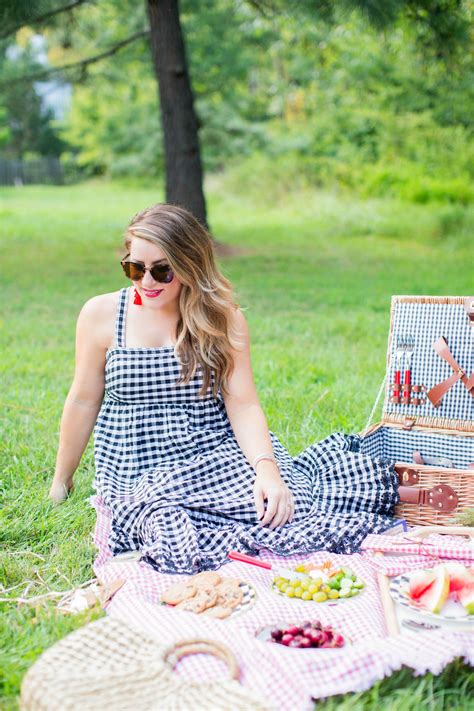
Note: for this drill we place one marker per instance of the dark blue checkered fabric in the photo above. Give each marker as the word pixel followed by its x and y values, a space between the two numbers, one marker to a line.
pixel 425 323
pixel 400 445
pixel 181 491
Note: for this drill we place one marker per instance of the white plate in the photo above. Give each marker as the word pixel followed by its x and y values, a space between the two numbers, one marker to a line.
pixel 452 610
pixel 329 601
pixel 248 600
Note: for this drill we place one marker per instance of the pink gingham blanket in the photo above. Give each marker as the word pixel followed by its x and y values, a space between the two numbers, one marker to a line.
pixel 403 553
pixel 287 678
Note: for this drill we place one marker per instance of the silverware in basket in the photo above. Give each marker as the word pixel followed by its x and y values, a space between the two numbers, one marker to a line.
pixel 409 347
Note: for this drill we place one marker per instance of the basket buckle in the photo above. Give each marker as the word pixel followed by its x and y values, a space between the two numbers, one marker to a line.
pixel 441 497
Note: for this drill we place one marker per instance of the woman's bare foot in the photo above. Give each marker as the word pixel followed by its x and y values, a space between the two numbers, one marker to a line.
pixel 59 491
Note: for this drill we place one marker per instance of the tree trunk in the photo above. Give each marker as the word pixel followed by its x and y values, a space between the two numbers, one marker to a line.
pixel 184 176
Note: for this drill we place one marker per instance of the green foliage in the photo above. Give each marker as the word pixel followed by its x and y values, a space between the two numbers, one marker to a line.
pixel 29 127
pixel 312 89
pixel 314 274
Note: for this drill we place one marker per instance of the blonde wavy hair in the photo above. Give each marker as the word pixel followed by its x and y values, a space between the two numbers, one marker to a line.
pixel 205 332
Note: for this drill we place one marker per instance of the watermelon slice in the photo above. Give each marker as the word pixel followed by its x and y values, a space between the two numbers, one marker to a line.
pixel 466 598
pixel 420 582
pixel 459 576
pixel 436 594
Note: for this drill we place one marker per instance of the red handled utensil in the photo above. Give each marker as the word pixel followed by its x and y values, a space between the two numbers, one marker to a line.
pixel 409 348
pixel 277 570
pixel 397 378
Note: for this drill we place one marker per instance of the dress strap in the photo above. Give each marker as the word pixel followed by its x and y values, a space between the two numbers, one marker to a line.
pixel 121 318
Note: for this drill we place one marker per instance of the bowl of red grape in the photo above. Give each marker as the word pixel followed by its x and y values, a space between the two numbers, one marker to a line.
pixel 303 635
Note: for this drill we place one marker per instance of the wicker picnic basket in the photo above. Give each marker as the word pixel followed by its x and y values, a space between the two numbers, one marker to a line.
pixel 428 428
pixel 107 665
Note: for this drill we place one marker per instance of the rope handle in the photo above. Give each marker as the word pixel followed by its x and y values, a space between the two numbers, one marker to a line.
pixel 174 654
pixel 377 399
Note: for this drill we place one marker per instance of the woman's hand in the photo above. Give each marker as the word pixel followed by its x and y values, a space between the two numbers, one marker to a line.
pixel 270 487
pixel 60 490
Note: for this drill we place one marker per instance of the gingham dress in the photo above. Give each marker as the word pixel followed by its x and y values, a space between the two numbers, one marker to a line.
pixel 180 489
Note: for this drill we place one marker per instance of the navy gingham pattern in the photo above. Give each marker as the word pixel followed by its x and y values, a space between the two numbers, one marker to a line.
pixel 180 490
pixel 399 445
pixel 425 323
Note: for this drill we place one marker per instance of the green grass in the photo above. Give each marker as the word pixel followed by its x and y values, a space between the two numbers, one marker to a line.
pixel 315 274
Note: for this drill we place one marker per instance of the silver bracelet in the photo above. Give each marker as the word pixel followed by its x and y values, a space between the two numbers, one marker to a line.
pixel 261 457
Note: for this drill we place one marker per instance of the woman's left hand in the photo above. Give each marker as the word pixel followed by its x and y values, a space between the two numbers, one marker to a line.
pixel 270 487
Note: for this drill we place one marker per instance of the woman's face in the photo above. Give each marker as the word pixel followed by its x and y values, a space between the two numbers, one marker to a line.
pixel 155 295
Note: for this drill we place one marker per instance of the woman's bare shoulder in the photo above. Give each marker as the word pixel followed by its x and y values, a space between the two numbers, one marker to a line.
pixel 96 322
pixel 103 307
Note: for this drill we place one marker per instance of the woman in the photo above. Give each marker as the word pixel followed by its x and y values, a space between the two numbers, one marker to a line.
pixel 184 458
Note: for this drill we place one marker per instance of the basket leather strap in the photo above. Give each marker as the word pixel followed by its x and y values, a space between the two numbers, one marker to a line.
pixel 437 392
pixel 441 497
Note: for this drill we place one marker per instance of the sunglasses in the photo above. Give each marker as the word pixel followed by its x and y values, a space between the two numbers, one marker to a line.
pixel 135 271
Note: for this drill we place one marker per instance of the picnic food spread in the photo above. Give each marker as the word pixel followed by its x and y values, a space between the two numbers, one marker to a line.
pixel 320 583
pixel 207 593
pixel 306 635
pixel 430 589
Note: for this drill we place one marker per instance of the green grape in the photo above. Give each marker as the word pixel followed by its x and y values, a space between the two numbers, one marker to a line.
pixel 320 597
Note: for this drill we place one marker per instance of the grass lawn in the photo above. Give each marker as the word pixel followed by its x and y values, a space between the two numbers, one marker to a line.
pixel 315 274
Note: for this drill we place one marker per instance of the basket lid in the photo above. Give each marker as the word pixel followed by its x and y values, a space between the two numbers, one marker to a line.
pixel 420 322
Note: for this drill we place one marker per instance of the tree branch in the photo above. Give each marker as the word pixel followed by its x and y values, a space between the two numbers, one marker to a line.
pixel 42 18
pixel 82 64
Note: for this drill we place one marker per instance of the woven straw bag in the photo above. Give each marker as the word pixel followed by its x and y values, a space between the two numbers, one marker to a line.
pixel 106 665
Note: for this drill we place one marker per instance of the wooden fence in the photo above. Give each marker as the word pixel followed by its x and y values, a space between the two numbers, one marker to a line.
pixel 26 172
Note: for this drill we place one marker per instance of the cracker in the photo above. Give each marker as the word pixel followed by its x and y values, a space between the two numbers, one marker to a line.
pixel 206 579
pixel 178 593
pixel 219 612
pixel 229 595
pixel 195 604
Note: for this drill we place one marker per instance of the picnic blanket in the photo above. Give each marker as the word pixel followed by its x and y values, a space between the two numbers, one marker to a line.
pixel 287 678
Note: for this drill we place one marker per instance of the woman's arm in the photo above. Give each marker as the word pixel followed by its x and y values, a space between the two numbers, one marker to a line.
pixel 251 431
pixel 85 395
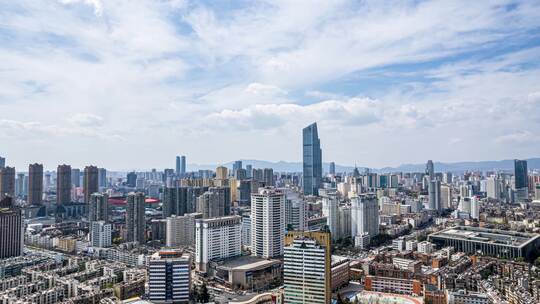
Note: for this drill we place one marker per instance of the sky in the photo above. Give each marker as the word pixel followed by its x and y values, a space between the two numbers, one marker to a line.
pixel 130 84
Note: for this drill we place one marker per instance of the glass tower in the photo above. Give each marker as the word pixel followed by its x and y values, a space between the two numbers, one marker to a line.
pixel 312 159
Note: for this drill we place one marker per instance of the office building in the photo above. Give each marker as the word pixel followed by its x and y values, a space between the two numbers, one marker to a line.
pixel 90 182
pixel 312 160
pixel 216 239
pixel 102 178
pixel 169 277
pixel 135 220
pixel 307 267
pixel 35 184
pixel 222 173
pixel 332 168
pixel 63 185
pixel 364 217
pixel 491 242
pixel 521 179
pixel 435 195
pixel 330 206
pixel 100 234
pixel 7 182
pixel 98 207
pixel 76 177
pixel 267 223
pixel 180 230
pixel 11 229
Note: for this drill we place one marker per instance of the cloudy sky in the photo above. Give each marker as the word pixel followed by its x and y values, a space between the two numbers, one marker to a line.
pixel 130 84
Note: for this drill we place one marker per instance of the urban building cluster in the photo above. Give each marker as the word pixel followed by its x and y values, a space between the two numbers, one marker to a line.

DIRECTIVE
Copy all the records above again, switching every "marker" to "dot" and keeping everything else the same. Leave the pictures out.

RESPONSE TO THE EXERCISE
Note: for this drill we place one dot per instance of the dark blue checkered fabric in the photo above. Give each dot as the word pixel followed by its x and y values, a space between the two numbers, one dot to a line.
pixel 425 323
pixel 400 445
pixel 181 491
Note: for this drill we place one dot per instance of the white plate in the photo above. Give each dot as the word pixel followed by its x and y values, a space between the two numbers, one dot to a line.
pixel 452 610
pixel 329 601
pixel 248 600
Note: for this drill we place one dot per instance of the pink gingham blanket in the photo above. Give each dot as the word pixel followed by its x and y values, a space between the two numbers, one dot to a line.
pixel 403 553
pixel 287 678
Note: for this drill we place one dot per instance of the silverware in basket in the photo above. Give each dot as the word pixel followed by its x and y values, a space between the two numbers, one dot to a line.
pixel 409 347
Note: for this drill we place one dot per instance of the basket buckle in the photo above. Give each dot as the word pixel followed by its x and y values, a space between the two numbers, one dot to a line.
pixel 441 497
Note: for this drill we place one dot per instance of the woman's bare foot in the photo above. Give each dot as the word pixel followed by its x and y values, a space between the two numbers, one dot to a line.
pixel 59 491
Note: for this drill we place one dot per instance of the tree trunk in the photo above. Give each dot as the word pixel followed by its x and y values, a space between the two numbers, one dot to a line.
pixel 184 176
Note: for this drill we place one dot per instance of the green foliage in the photo above. Give each dot as the word pixel followed by its x and y values, a space between the two numbers, one dot to a line.
pixel 29 127
pixel 312 89
pixel 314 274
Note: for this drill we place one dot per instance of the blonde wavy hair in the photo above. Give each dot as the word pixel followed by its x and y values, a space between the two numbers, one dot to a line.
pixel 205 332
Note: for this drill we place one dot per instance of the watermelon slice in the photo above. Give each dot as the word pixel followed by its x and y values, a space between the two numbers, one dot to a line.
pixel 466 598
pixel 420 582
pixel 459 576
pixel 436 594
Note: for this drill we place one dot per instance of the red handled utensil in the photo above. Give each dot as the word pixel followed by its x and y values, a space between the two numbers, one dot to a line.
pixel 409 348
pixel 277 570
pixel 397 378
Note: for this drill we place one dot per instance of the dress strap in the photo above. Give each dot as the word pixel followed by its x and y values, a space between the two numbers, one dot to a line.
pixel 121 318
Note: for this drill we place one dot per instance of the bowl of red grape in the photo above. Give each dot as the word pixel followed by its x and y values, a space between the two numbers, one dot to a line.
pixel 303 635
Note: for this drill we place one dot per instance of the wicker picnic basket in the photo above. Give each dot as the word pixel followed by its x and y values, a space between the two numbers, one dot to a line.
pixel 428 428
pixel 107 665
Note: for this drill we place one dot per instance of the rope handle in the photo above. Give each dot as the word pixel followed by its x and y values, a space between the two numbers, one dot to a line.
pixel 174 654
pixel 377 399
Note: for this drill we place one dot per instance of the woman's hand in the photo above. Give each dot as the word pixel followed by its x and y values, a space between the two numbers, one dot to a line.
pixel 270 487
pixel 60 490
Note: for this drill we place one dot per instance of the gingham dress in the photo above. Give each dot as the word pixel followed by its x and y values, a space between the two numbers, one dot to a line.
pixel 180 489
Note: for this drill we place one dot per instance of the navy gingham pattern in the photo above. Give each dot as the word pixel followed by its x and y values, a space between the two numbers, one dot to a line.
pixel 180 490
pixel 399 445
pixel 425 323
Note: for this drill we place one dot per instance of the green grass in the photo above. Give each dot as the word pixel followed by its x and y values, a space between the two numbers, one dot to a line.
pixel 315 274
Note: for this drill we place one dot per instance of the silver bracelet in the photo above. Give each dot as the word pixel followed by its x and y values, a space between the two numbers, one dot to a line.
pixel 261 457
Note: for this drill we place one dot per instance of the woman's left hand in the photo above. Give each dot as the word pixel followed by its x and y values, a space between the two numbers, one dot to a line.
pixel 270 487
Note: for this drill we place one dot per instance of the woman's face in the photo above. Give each dot as the word pixel followed by its x and y values, a space between the two numbers, one dot to a line.
pixel 155 295
Note: for this drill we place one dot per instance of the woman's bare shoulder in the photo above. Give each dot as the word pixel followed by its x and y values, a space between the two numbers, one dot to a line.
pixel 96 322
pixel 103 307
Note: for this drill we place one dot per instance of the woman in the photo above. Give each dot as the word pixel followed by its x and y values, a space between the two numbers, one dot to a line.
pixel 184 458
Note: for this drill we place one dot per instance of the basket leather strap in the photo above. Give each dot as the word pixel followed by its x and y values, a space between the two numbers, one dot to a line.
pixel 437 392
pixel 441 497
Note: for this drill we place one dot per instance of the sunglasses in the photo above. Give each dot as the word pixel followed by its x and y values, a space between the two numbers, one dot to a line.
pixel 135 271
Note: for this drill we place one dot per instance of the picnic food spread in the photo above. Give each dot as the word pixel followed by its x and y values, a space between the two numbers, one dot to a line.
pixel 320 583
pixel 207 593
pixel 306 635
pixel 430 589
Note: for this drill we place one dot per instance of the green grape in the photo above. Give each dot as the word pixel followed by its x and y values, a space between the two numbers, one dot to a line.
pixel 320 597
Note: for this drill we place one dot per instance of the grass lawn in the photo above. Give each dot as the word pixel followed by its x and y values, a space between the two numbers, one dot to a line.
pixel 315 274
Note: for this drill we place one dot per instance of the basket lid in the photo above. Give each dot as the word pixel followed by its x and y values, a space between the two numbers, one dot to a line.
pixel 420 322
Note: for this drill we place one dot per instance of the tree branch in the photo above. Give each dot as the word pixel followed by its x and y values, a space between the two numbers, one dot to a line.
pixel 42 18
pixel 82 64
Note: for this drill we place one dot per instance of the woven straw bag in the photo above. Give each dot as the word pixel followed by its x and y values, a space between the two numbers, one dot to a line.
pixel 106 665
Note: for this drill we place one dot per instance of the wooden fence in the photo above. Give each dot as the word pixel followed by its x and y values, a space between the two numbers, one dot to a line.
pixel 26 172
Note: for this drill we place one dot per instance of the cracker in the photo above. Give each dot as the word pixel followed by its x and y values, a space between the two numbers, one dot to a line.
pixel 206 579
pixel 178 593
pixel 219 612
pixel 229 595
pixel 195 604
Note: for this drill we place one dot per instance of the picnic blanket in the photo above. Give each dot as the word pixel followed by its x and y values, a space between the two numbers, one dot to a line.
pixel 287 678
Note: for this drill we place one dot per instance of the woman's arm in the photo above. Give each dot as the word pixel followed by its x and y values, a space between the two numbers, one dot to a line.
pixel 251 431
pixel 85 395
Note: for this drill we place one dot per instance of the sky in the photo above. Give each dot as the word pixel followed by its x and y values, a space between the two numbers, one dot to a line.
pixel 130 84
Note: for this drill we place one dot per instance of the glass tower in the photo above. Give each dot as the word pixel followed by its x and y values, a space between the two numbers, one dot to a line.
pixel 312 159
Note: for this drill we place one dot per instance of the office building in the photo above. Give each dot as the word pixel followed by its x and y values, a space between the two numbers, one dot to a line.
pixel 90 182
pixel 312 160
pixel 216 239
pixel 102 178
pixel 169 277
pixel 135 220
pixel 307 267
pixel 35 184
pixel 222 173
pixel 332 168
pixel 63 185
pixel 364 217
pixel 491 242
pixel 521 179
pixel 435 195
pixel 330 206
pixel 100 234
pixel 7 182
pixel 98 207
pixel 76 177
pixel 267 223
pixel 180 230
pixel 11 229
Note: for this drill we place one dot per instance of the cloudy sky in the photo above. Give each dot as the word pixel followed by its x and y values, a space between the two numbers, one dot to a line.
pixel 130 84
Note: for this drill we place one dot per instance of the urban building cluster in the photo above. Give each dot as the word pixel followed by its x and y values, a space between the two numbers, one dot to a line.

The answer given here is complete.